> **Job**:
Reproduce every line of the records below with the wording unchanged and the pictures omitted. Multiply each coordinate in the answers by 0.25, rounding to the nearest whole number with halves rounded up.
** Start of Records for this task **
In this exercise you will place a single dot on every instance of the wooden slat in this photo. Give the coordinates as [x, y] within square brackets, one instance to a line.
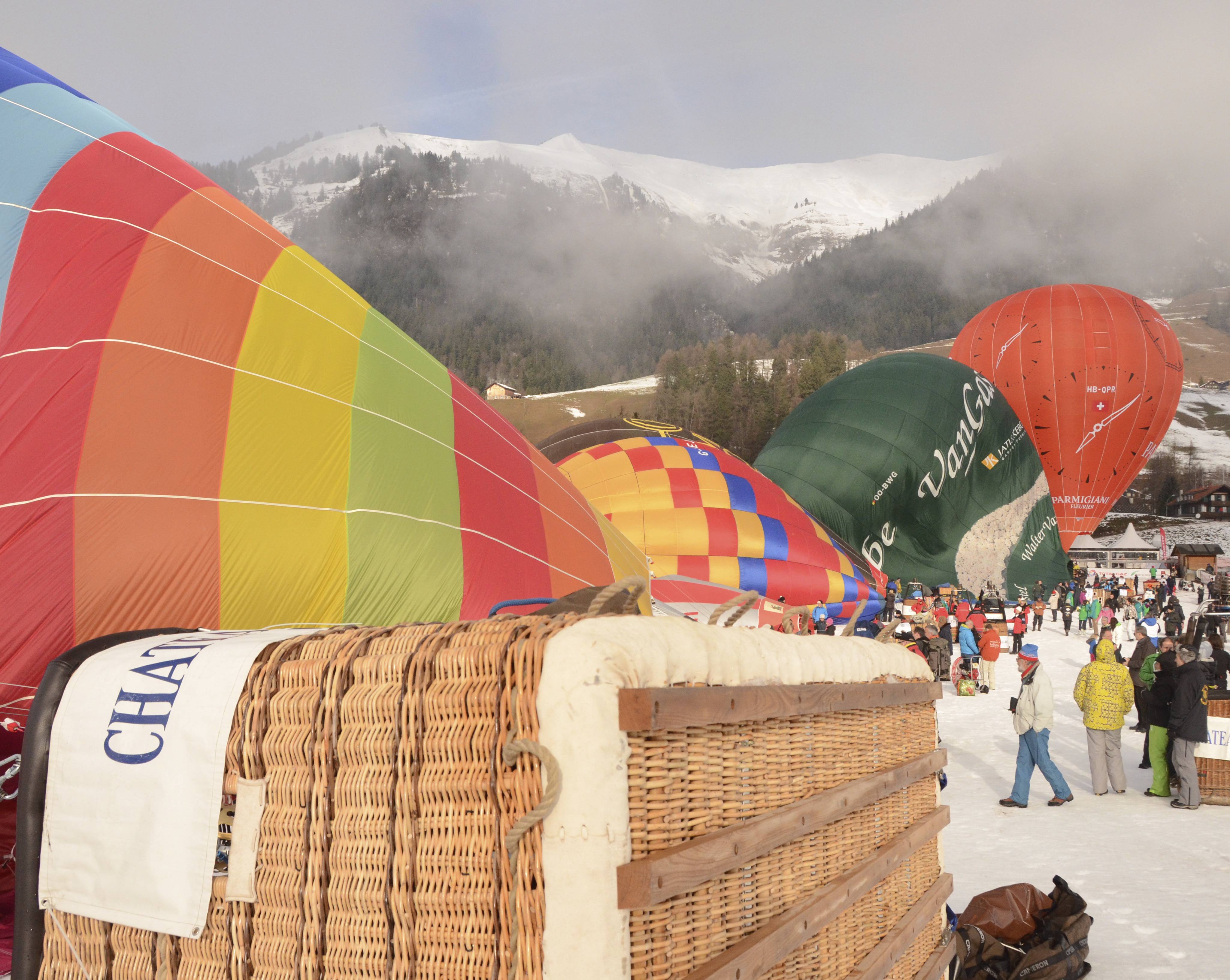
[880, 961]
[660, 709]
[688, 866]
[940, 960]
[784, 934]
** End of Records for this task **
> **Final result**:
In this exercise you will place a single dot on every instance of the wooden slat in this photo. Give the coordinates as [x, y] within square brackets, one instance to a line.
[220, 240]
[165, 177]
[172, 217]
[235, 240]
[196, 234]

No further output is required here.